# Extract provided:
Ugrade a Vault cluster

12min
|
Enterprise
Vault

The tutorial provides a set of standard operating procedures (SOP) for upgrading Vault Enterprise clusters to a newer version.

The assumption is that all Vault clusters are running a minimum of three nodes as recommended in the Vault Reference Architecture guide.

The upgrade procedures differ depending on which storage backend is used (Integrated Storage or Consul). The difference in the steps to be followed are highlighted in these procedures.

Personas

This standard operating procedures is primarily aimed at operations personnel.

Prerequisites

The following prerequisite steps and knowledge are required in order to upgrade a Vault cluster. All of the following are required to understand or carry out before attempting to upgrade Vault.

Working knowledge of Vault: Some working knowledge of Vault is required in order to follow these SOPs
Vault cluster configuration is defined: Vault (and Consul, where using it as a storage backend) infrastructure configured as per Vault Reference Architecture.
A cluster configuration as defined in either our Vault with Integrated Storage Reference Architecture is required.
Vault has been initialised: This SOP assumes you have already initialised Vault, keyholders are available with access to the unseal keys for each, that you have access to tokens with sufficient privileges for both clusters and encrypted data is stored in the storage backend.
Upgrading Vault Guide: These SOPs assume that you have already reviewed Upgrading Vault Guides along with the Vault version-specific upgrade notes in that area of the documentation.

General guidance

When upgrading Vault, you should bear in mind this general advice:

Follow the Rolling Update Procedures when updating Vault.
If you want to upgrade non-LTS Vault versions across multiple versions (ie 1.3.10 -> 1.7.x), we recommend a combined approach of upgrading multiple Vault replicated clusters with a rolling update procedure on each cluster. Make sure to review the upgrade notes for each intervening version, as there may be additional steps or configurations required at each step.
If you are attempting to combine multiple operations requiring downtime (for example a storage migration AND an upgrade or hardware replacement AND an upgrade), you may find the DR Upgrade Approach helpful.
As well as following the above advice, always check the release notes and changelog (Upgrading Vault - Guides) to see if there are any breaking changes or special steps required for an upgrade of Vault.
You should never fail over from a newer version of Vault to an older version. Our procedures are designed to prevent this.
You should never replicate from a newer version of Vault to an older version.
Vault does not support true zero-downtime upgrades, but with proper upgrade procedure the downtime should be very short (a few hundred milliseconds to a second depending on how the speed of access to the storage backend).

IMPORTANT NOTE

Always back up your data before upgrading. Vault does not make backward-compatibility guarantees for its data store. Simply replacing the newly-installed Vault binary with the previous version will not cleanly downgrade Vault, as upgrades may perform changes to the underlying data structure that make the data incompatible with a downgrade. If you need to roll back to a previous version of Vault, you should roll back your data store as well. The procedures defined below include steps to backup Vault's storage as step in the upgrade procedure.

Understanding your Vault installation

Typical Vault Enterprise installations may have multiple Disaster Recovery Replicas and Performance Replica clusters, usually located in different region or datacenters. Additionally, Vault HA setups can differ on whether a load balancer is in use, what addresses clients are being given to connect to Vault (standby + leader, leader-only, or discovered via service discovery), etc.

# Prompt:
Reproduce the passage of the Vault upgrade tutorial starting with "Vault does not support" and going on through "the storage backend).". Nothing in the rows is needed for this work.

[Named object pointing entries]
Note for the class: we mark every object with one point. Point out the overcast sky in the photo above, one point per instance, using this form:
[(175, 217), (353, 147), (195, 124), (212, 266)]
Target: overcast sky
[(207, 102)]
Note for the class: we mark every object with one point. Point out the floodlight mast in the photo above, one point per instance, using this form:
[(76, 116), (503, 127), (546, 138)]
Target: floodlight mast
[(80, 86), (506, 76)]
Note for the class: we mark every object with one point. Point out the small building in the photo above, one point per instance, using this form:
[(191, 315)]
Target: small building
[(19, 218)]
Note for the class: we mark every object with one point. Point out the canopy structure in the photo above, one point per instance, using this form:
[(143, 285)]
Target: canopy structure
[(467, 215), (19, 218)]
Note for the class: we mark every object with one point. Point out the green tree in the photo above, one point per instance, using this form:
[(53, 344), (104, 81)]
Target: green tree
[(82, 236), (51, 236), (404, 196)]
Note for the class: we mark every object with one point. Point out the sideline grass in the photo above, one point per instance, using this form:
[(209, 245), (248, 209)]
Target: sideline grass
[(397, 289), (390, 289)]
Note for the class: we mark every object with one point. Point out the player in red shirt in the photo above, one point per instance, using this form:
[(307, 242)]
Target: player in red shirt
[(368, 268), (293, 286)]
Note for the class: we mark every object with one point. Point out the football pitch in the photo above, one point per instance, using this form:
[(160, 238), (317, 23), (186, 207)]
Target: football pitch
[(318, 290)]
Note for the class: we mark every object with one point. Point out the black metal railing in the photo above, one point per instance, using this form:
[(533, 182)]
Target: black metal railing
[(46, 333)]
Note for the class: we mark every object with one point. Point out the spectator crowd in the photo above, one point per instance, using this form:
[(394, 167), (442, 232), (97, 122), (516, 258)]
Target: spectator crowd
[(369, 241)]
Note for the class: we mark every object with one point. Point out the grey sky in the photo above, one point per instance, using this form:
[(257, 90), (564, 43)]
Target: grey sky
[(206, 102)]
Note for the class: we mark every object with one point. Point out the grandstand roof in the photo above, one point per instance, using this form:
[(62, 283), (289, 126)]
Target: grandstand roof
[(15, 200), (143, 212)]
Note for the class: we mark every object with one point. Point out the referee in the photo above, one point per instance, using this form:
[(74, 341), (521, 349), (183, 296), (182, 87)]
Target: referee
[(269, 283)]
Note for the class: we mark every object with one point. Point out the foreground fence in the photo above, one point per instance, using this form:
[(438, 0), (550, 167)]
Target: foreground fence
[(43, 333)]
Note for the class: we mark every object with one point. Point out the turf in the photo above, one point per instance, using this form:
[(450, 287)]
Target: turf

# Output for this task:
Vault does not support true zero-downtime upgrades, but with proper upgrade procedure the downtime should be very short (a few hundred milliseconds to a second depending on how the speed of access to the storage backend).